++++ Data for processing
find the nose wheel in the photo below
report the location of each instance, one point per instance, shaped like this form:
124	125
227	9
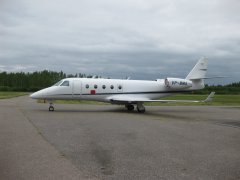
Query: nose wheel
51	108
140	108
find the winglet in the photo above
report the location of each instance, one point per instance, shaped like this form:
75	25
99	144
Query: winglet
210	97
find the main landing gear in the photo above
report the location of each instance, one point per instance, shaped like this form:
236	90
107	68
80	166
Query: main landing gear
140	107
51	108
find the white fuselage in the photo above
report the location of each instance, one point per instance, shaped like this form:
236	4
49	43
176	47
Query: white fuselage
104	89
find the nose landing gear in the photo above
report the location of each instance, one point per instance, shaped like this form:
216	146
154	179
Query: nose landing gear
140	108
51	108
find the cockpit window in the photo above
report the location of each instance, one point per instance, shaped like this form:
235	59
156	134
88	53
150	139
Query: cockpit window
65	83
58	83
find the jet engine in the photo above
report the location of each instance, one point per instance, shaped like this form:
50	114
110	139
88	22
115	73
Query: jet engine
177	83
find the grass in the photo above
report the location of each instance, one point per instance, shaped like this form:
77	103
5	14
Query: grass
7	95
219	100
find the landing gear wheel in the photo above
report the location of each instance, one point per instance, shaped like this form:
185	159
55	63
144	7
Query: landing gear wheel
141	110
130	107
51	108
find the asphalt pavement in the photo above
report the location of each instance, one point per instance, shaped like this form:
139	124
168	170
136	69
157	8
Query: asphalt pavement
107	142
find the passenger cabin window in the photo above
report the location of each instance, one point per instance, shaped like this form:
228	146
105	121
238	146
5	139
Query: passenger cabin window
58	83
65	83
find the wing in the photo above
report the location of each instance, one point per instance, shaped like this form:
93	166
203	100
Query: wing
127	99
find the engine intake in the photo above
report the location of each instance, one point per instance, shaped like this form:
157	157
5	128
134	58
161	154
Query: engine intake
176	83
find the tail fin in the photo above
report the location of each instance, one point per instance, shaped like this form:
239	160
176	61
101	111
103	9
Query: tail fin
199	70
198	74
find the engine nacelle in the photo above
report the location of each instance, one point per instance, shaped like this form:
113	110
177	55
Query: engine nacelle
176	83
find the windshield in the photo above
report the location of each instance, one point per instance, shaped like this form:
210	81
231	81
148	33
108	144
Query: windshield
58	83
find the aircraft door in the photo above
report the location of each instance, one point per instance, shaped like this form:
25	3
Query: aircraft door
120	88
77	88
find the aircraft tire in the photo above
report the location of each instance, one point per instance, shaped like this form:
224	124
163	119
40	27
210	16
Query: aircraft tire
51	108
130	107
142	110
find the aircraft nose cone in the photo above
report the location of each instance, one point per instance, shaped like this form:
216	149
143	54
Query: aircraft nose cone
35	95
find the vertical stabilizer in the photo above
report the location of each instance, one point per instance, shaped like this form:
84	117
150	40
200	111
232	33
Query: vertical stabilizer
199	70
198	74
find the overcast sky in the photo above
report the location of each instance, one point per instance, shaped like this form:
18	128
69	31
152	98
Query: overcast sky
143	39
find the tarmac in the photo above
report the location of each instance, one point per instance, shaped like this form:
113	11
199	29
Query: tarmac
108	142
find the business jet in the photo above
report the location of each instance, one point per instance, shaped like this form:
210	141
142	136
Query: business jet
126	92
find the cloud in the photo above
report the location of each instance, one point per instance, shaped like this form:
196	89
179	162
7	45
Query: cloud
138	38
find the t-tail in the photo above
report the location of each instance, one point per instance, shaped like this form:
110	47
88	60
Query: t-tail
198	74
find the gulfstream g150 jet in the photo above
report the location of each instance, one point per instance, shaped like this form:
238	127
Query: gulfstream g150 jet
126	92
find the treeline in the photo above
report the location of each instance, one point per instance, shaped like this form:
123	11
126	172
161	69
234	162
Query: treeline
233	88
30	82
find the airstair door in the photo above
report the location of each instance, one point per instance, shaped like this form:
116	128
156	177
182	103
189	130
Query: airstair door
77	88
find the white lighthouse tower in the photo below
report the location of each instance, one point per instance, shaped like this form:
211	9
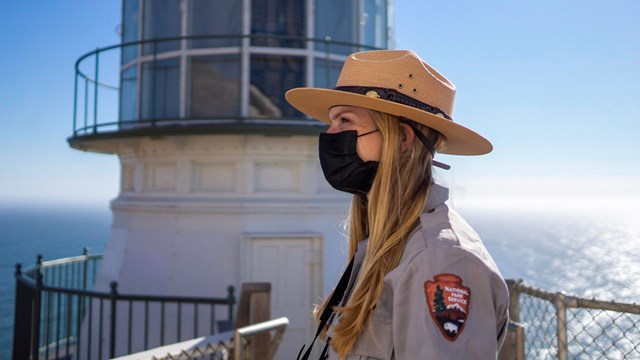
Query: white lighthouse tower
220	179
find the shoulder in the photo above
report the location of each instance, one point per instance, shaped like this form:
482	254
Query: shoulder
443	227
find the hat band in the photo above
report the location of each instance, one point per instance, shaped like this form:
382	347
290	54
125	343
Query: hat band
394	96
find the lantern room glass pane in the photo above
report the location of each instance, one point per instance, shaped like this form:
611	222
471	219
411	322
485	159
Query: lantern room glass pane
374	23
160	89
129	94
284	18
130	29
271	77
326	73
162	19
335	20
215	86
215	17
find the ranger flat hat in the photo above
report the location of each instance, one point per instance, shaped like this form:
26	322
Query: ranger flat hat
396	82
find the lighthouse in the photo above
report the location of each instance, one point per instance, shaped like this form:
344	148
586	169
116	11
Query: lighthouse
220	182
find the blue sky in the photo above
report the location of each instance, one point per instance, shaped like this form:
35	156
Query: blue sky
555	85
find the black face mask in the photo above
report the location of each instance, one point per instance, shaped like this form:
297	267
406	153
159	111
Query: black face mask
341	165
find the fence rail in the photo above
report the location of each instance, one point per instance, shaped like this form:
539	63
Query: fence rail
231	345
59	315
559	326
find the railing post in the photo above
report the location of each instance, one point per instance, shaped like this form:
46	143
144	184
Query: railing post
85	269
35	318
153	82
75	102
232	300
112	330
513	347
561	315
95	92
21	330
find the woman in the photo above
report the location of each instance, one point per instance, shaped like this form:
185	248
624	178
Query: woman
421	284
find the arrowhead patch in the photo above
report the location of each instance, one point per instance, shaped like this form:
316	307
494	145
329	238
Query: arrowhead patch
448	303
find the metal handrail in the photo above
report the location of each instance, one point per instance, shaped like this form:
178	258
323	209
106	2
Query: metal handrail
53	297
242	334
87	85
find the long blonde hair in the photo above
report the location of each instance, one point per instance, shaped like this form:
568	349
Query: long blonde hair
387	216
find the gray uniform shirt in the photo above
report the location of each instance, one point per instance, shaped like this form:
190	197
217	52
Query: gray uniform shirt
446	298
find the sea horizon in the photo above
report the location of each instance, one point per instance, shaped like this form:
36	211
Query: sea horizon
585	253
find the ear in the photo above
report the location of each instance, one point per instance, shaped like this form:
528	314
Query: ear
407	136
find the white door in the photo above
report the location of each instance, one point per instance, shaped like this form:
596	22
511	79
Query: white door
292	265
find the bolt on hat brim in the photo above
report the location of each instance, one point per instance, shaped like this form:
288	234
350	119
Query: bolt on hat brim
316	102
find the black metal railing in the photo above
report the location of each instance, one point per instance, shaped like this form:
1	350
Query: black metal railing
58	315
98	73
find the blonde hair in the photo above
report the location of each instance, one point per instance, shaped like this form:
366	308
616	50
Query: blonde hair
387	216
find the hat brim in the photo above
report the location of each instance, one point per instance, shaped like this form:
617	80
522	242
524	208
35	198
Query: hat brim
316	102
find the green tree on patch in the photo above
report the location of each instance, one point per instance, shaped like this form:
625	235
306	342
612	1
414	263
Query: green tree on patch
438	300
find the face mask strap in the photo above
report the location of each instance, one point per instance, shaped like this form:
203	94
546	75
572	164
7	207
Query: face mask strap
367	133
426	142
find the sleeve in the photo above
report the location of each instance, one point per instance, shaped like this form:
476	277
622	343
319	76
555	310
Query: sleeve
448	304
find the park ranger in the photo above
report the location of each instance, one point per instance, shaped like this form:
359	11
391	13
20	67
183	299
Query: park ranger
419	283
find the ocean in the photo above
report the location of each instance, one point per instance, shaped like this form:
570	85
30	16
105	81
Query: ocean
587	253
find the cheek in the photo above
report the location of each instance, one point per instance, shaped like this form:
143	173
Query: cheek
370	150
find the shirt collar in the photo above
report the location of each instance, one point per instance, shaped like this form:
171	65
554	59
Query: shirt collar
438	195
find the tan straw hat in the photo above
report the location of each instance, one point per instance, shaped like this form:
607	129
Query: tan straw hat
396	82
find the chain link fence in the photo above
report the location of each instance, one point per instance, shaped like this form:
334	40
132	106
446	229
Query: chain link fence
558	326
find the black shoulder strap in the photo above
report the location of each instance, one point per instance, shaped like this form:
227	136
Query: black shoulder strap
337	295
++++++++
> [What you need to do] Search each line of the data above for "below", and copy the lines where it occurs.

> [Task answer]
find the nose wheel in the photo below
find the white lighthouse tower in the photo below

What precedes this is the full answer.